By TIOL News Service

HYDERABAD, NOV 18, 2014: THE respondent is a manufacturer of excisable goods. Aggrieved by an order passed by original authority involving a demand of Rs 19 ,96,410 /-, the respondent filed an appeal before the Tribunal instead of before the Commissioner (Appeals). The Tribunal rejected/ returned the appeal through its order, dated 28.09.2006 on the ground that it is to be presented before the Commissioner (Appeals) and not the Tribunal. Then they filed an appeal before the Commissioner (Appeals) and the same was dismissed as time barred. The respondents filed an appeal against the order of Commissioner (Appeals) and the Tribunal allowed the same by holding that time spent before a wrong forum is excludable for computing the limitation under Section 128 of the Customs Act, 1962 or Section 35 of the Central Excise Act, 1944 - 2007-TIOL-2322-CESTAT-BANG.

Aggrieved by the above order of Tribunal, revenue is in appeal before the High Court.

The counsel for revenue argued that Section 35 of the Act is a self-contained code, insofar as limitation for filing of appeals is concerned, and that Sections 4 to 24 of the Limitation Act stand excluded, in relation to the proceedings thereunder and that the view taken by the Tribunal is contrary not only to the specific provisions of law but also to the binding precedents. Section 35 of the Act does not only prescribe the period of limitation but also the extent to which the delay can be condoned and since the respondent preferred the appeal beyond the period of original limitation, as well the extendible time, there was no way, the appeal could have been entertained.

After hearing both sides, the High Court held:

The Limitation Act as well as the special enactments stipulate the period not only for the original proceedings, but also for appeals and applications. If the limitation is for presentation of original proceedings, the question of condonation of any delay even for the best of the reasons, does not arise. However, latitude is shown by the Parliament itself, in respect of limitation for filing of appeals and other miscellaneous proceedings. Obviously because an appeal is treated as continuation of original proceedings, provision is made for condonation of delay in pursuing such remedies, subject however to the satisfaction of the Court or Forum.

▶ Requirements:
(1) Decide whether each statement agrees with the report on the excise limitation appeal, answering yes or no and quoting the words from it that settle the matter: (a) The respondent first filed its appeal before the Commissioner (Appeals). (b) The Tribunal returned the appeal through an order dated 28.09.2006. (c) The High Court said that delay in presenting original proceedings may be condoned if the reasons are good enough.
(2) Carry the report on the excise limitation appeal forward, starting after its final sentence.
The listing isn't needed for anything here.

▶ Supplied material:

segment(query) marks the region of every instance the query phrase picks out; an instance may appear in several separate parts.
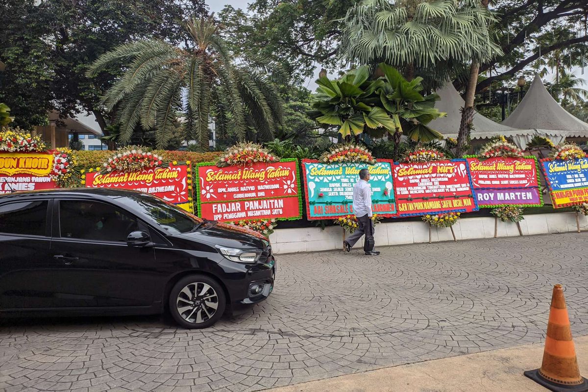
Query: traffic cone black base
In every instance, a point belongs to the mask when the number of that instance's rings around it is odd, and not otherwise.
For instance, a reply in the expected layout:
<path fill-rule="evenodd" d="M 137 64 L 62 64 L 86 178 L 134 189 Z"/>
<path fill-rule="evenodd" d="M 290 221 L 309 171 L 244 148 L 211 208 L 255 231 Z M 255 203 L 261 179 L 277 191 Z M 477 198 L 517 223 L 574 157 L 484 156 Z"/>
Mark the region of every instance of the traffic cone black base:
<path fill-rule="evenodd" d="M 562 385 L 555 384 L 543 378 L 539 374 L 539 369 L 527 370 L 523 373 L 529 378 L 553 392 L 588 392 L 588 380 L 582 377 L 584 382 L 580 385 Z"/>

▶ Outputs for the tasks:
(1)
(a) No: "the respondent filed an appeal before the Tribunal instead of before the Commissioner (Appeals)"
(b) Yes: "The Tribunal rejected/ returned the appeal through its order, dated 28.09.2006"
(c) No: "If the limitation is for presentation of original proceedings, the question of condonation of any delay even for the best of the reasons, does not arise."

(2)
The second point of distinction, which needs to be kept in mind, is the one between the condonation of delay on the one hand and exclusion of period spent in pursuing the remedy before a wrong Forum, on the other hand. The first is covered by Section 5, which occurs in Part II of the Limitation Act and the second is dealt with under various provisions under Chapter III of that enactment. While condonation is invariably in respect of the proceedings, which are not original in nature, exclusion of time takes in its fold the original proceedings as well as the appellate proceedings. Further, the condonation of delay is in the discretion of the Court or Forum, whereas exclusion of time under Section 14 is a mandate under law, without leaving any scope for subjectivity.

The scope of applicability of Section 14 of the Limitation Act to the proceedings under the Act was never in doubt. The Tribunal made a specific reference to Section 14 of the Limitation Act. No reason to interfere with the order passed by the Tribunal.

Accordingly, the High Court dismissed the appeal filed by the department.